- **Selected passage**:
○ ○ ○ ○ ○
A related but less spectacular display of concern (fourteen messages) is related to a cyber-voting for the best Hong Kong actor hosted by a Japanese website during this period. Leon’s fans, after noticing that Leon lags behind Takeshi Kaneshiro, an actor of Japanese-Chinese descent who is also active in the Hong Kong film industry, have to make an appeal: 

Please go vote to this Japanese Homepage. Leon is second now. First is Takeshi Kaneshiro. -- Jojo

Such collaborative effort is indicative of the urgency to join forces and help their local hero to fight for the local honour - in this case, in Japan, against a half-Japanese opponent. Indeed, if saving the world is what Marco’s fans expect of a Dutch hero, fighting for local honour seems to be more a Hong Kong mission. In this honourable mission, one does not find the other constructions around the local star Marco Borsato, such as his feelings, ordinariness and closeness.
○ ○ ○ ○ ○
Excerpts from a detection dataset:
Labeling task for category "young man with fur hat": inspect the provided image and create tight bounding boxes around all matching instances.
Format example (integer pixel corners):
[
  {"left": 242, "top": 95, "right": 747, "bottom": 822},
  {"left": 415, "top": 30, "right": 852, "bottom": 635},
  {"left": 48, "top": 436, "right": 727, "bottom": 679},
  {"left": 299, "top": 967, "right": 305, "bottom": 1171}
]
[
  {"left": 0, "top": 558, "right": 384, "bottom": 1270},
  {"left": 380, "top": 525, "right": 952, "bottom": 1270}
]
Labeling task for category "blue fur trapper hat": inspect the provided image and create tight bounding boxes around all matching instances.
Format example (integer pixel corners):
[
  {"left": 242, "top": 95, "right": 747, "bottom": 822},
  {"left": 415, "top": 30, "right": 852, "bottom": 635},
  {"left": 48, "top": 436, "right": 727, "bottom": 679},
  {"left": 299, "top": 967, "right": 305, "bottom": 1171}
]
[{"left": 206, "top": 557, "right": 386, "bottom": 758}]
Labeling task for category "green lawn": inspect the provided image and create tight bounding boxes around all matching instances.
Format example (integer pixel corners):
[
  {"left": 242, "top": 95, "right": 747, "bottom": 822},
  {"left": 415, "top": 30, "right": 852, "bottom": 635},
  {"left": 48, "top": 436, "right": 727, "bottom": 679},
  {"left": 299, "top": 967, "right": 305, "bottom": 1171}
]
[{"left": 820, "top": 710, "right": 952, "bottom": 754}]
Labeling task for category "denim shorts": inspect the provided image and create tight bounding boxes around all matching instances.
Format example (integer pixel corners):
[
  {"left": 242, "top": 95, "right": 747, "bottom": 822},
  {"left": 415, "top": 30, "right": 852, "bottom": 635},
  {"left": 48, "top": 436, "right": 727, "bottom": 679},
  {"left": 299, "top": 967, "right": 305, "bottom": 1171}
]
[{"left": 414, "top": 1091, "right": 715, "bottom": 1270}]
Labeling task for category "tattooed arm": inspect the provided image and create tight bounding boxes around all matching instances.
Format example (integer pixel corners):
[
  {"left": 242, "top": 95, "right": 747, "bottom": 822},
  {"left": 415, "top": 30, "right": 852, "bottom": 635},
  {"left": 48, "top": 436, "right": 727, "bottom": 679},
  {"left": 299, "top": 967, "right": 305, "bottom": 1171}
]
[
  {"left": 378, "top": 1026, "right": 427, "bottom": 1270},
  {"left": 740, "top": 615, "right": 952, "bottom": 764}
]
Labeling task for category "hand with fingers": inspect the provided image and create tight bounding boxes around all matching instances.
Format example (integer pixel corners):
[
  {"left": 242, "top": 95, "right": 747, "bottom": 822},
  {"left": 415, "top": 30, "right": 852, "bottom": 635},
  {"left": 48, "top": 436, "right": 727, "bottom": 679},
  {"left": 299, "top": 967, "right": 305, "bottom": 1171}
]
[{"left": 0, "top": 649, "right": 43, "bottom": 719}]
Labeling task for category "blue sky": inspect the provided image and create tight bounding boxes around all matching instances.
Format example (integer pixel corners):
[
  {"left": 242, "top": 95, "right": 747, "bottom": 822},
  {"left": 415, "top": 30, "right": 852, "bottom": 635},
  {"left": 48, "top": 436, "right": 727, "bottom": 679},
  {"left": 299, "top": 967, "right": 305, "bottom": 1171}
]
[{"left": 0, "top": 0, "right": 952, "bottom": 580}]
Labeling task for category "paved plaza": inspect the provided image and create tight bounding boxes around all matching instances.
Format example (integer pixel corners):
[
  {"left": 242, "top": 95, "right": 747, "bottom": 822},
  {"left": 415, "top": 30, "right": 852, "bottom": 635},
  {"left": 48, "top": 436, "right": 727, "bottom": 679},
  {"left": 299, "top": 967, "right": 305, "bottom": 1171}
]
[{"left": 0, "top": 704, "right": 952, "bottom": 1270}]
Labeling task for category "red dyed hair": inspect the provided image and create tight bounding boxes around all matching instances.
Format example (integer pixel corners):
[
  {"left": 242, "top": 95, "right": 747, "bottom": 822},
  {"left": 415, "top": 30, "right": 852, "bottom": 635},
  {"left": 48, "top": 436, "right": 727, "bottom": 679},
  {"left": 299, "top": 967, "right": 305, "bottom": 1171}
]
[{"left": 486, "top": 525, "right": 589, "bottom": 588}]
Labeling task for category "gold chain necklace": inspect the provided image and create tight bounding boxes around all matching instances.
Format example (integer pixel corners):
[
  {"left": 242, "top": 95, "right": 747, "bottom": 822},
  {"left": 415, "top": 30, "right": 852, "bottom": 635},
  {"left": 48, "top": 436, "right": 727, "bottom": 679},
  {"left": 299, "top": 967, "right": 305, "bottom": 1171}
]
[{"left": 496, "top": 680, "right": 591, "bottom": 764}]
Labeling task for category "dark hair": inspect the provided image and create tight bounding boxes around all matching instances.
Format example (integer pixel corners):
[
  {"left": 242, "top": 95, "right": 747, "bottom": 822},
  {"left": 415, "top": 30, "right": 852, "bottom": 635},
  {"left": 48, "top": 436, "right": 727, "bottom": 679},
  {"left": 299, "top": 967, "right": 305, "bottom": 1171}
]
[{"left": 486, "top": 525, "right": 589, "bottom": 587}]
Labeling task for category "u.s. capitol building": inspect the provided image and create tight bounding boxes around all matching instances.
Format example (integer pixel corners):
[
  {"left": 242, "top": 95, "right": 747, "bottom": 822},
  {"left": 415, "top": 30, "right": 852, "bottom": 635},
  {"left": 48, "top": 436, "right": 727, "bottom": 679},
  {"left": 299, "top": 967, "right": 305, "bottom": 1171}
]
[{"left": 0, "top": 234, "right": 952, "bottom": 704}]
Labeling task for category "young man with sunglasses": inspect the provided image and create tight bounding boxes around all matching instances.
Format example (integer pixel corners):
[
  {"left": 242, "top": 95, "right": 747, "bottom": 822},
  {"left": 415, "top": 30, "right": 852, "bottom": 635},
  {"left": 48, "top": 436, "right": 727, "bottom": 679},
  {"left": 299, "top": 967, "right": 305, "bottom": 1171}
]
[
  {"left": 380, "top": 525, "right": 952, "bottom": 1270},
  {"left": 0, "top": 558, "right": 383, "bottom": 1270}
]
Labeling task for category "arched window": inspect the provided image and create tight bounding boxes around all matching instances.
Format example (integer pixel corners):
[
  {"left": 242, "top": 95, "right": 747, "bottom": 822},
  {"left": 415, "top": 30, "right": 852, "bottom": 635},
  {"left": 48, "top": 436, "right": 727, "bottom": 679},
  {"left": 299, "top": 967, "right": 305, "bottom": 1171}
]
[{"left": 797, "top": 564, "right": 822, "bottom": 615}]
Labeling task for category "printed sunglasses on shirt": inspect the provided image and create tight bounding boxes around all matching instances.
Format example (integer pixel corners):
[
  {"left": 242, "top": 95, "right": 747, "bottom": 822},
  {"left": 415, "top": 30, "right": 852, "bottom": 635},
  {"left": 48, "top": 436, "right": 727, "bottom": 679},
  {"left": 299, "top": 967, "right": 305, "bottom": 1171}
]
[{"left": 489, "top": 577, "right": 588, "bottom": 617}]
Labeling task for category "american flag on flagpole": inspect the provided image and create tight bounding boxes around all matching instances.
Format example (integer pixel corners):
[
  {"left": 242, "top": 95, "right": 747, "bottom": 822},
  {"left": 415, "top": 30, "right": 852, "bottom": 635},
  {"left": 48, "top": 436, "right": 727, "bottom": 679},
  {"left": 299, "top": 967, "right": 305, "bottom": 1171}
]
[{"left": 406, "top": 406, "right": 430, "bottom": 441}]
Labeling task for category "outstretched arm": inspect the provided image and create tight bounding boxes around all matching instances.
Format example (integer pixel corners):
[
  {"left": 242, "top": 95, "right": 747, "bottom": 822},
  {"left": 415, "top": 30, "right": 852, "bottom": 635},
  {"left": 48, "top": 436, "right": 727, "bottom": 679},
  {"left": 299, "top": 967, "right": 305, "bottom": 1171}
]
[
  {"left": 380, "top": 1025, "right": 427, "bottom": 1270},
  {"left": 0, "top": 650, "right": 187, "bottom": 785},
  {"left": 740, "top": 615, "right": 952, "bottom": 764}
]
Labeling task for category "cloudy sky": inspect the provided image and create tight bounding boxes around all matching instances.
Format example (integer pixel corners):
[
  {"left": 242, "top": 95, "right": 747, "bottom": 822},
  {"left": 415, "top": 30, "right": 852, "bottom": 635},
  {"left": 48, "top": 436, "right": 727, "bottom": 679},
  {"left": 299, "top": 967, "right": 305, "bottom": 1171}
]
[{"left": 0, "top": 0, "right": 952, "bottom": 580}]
○ ○ ○ ○ ○
- **Given instruction 1**: Copy the stretch of the fan-voting passage above from "Such collaborative effort" through "ordinariness and closeness.".
- **Given instruction 2**:
Answer these questions from the fan-voting passage above:
(a) How many messages make up the display of concern about the cyber-voting?
(b) Who is in first place in the voting, according to the fan's appeal?
(c) Which star's fans expect a Dutch hero to save the world?
- **Given instruction 3**:
Does each statement below agree with the fan-voting passage above? Answer yes or no, and quote the deciding words.
(a) A Japanese website hosted the voting for the best Hong Kong actor.
(b) Leon held first place in the voting.
(c) The Hong Kong mission includes the constructions around Marco Borsato, such as his feelings.

- **Right answer 1**:
Such collaborative effort is indicative of the urgency to join forces and help their local hero to fight for the local honour - in this case, in Japan, against a half-Japanese opponent. Indeed, if saving the world is what Marco’s fans expect of a Dutch hero, fighting for local honour seems to be more a Hong Kong mission. In this honourable mission, one does not find the other constructions around the local star Marco Borsato, such as his feelings, ordinariness and closeness.

- **Right answer 2**:
(a) Fourteen.
(b) Takeshi Kaneshiro.
(c) Marco Borsato's.

- **Right answer 3**:
(a) Yes: "hosted by a Japanese website"
(b) No: "Leon is second now."
(c) No: "one does not find the other constructions around the local star Marco Borsato, such as his feelings, ordinariness and closeness"